PASSAGE GIVEN.
An Alicante-based equine sanctuary has called on Spanish police forces to act more quickly in cases of animal abuse after delays prevented the rescue of two severely neglected horses in Valencia.
Easy Horse Care Rescue Centre co-founders Sue and Rod Weeding were shocked to receive damning photos of the two obviously starving horses on March 19, part of evidence collected for an official “denuncia” police report made by lawyers from Valencia’s College of Lawyers (Animal Rights Section).
The lawyers were desperately seeking a refuge for the neglected horses, as Spain’s authorities have no facilities to house seized equines, meaning such animals often remain with their owner even after an official denuncia has been made.
Sue and Rod instantly agreed to take the two horses but nearly a month of delays and inaction by local authorities, including police and Seprona, followed.
This week the two neglected horses, as well as a dog with visible head wounds, disappeared from the Valencia property, presumably moved by the owner to prevent their rescue.
The animals’ whereabouts and welfare is now unknown.
“We are devastated. It’s just so upsetting when you think how many weeks this has gone on and that these animals are literally starving,” Sue said.
“We’ve been doing this for many years now but when we see photos like that, it still upsets us deeply. We just want to rescue these animals and help them. It’s so frustrating. We nearly got them and then we lost them.”
The Valencian lawyers continue to look into the horses’ whereabouts, but hold little hope of finding them.
Unfortunately, this isn’t an isolated event. Over the nine years the Weedings have run their Rojales sanctuary, they’ve seen similar cases on many occasions.

[Region labeling items]
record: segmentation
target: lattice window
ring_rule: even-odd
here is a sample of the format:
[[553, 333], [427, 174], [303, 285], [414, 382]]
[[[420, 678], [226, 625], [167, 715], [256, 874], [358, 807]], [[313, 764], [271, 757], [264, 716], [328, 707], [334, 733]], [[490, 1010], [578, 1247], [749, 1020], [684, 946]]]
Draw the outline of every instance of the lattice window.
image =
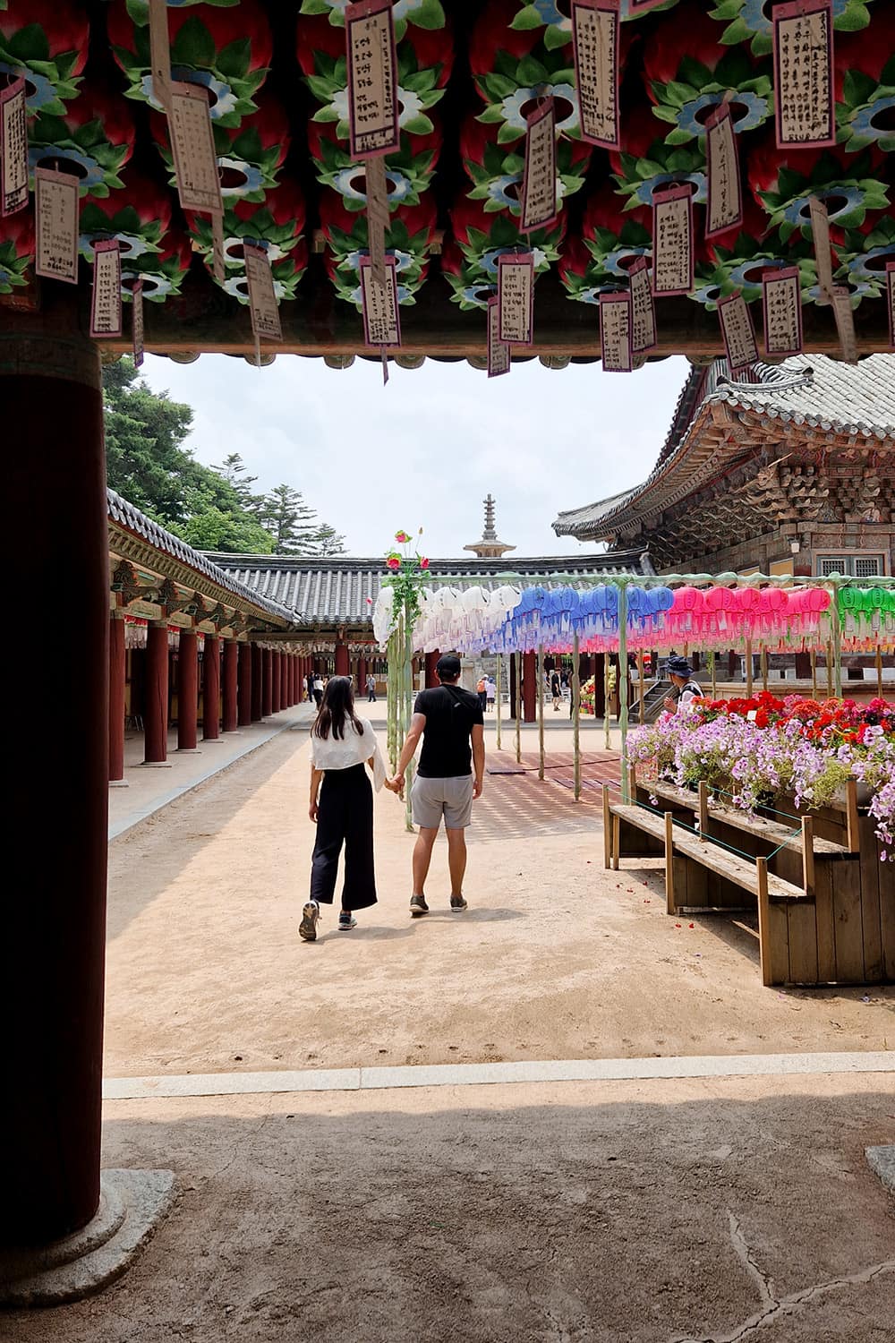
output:
[[821, 579], [831, 573], [844, 573], [853, 579], [872, 579], [883, 572], [882, 555], [821, 555], [817, 557], [817, 575]]

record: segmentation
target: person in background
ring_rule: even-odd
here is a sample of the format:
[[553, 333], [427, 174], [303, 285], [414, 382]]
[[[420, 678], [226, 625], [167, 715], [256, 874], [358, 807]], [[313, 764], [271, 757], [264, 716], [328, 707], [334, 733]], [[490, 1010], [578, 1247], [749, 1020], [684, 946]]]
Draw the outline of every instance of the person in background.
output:
[[692, 680], [692, 667], [686, 658], [671, 654], [666, 663], [671, 693], [662, 701], [668, 713], [688, 713], [694, 700], [702, 700], [702, 686]]
[[376, 791], [385, 783], [385, 761], [368, 719], [354, 712], [350, 677], [330, 677], [311, 728], [311, 796], [309, 815], [317, 826], [311, 858], [311, 892], [298, 925], [305, 941], [317, 941], [321, 904], [331, 905], [338, 858], [345, 845], [345, 882], [339, 932], [357, 925], [356, 909], [376, 904], [373, 870], [373, 772]]
[[435, 667], [440, 685], [420, 690], [413, 705], [411, 731], [389, 787], [404, 790], [404, 771], [423, 740], [420, 766], [413, 780], [413, 823], [420, 833], [413, 849], [413, 894], [411, 916], [427, 915], [425, 878], [432, 847], [441, 821], [448, 837], [451, 909], [467, 908], [463, 894], [466, 874], [466, 827], [472, 819], [472, 800], [482, 796], [484, 775], [484, 724], [479, 697], [458, 685], [460, 659], [443, 654]]
[[562, 700], [562, 684], [560, 681], [560, 673], [554, 667], [550, 673], [550, 694], [553, 696], [553, 712], [560, 712], [560, 701]]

EXERCISE DETAILS.
Retype the passage of the horse rescue article between "Easy Horse Care" and "(Animal Rights Section).", inclusive.

TASK RESULT.
Easy Horse Care Rescue Centre co-founders Sue and Rod Weeding were shocked to receive damning photos of the two obviously starving horses on March 19, part of evidence collected for an official “denuncia” police report made by lawyers from Valencia’s College of Lawyers (Animal Rights Section).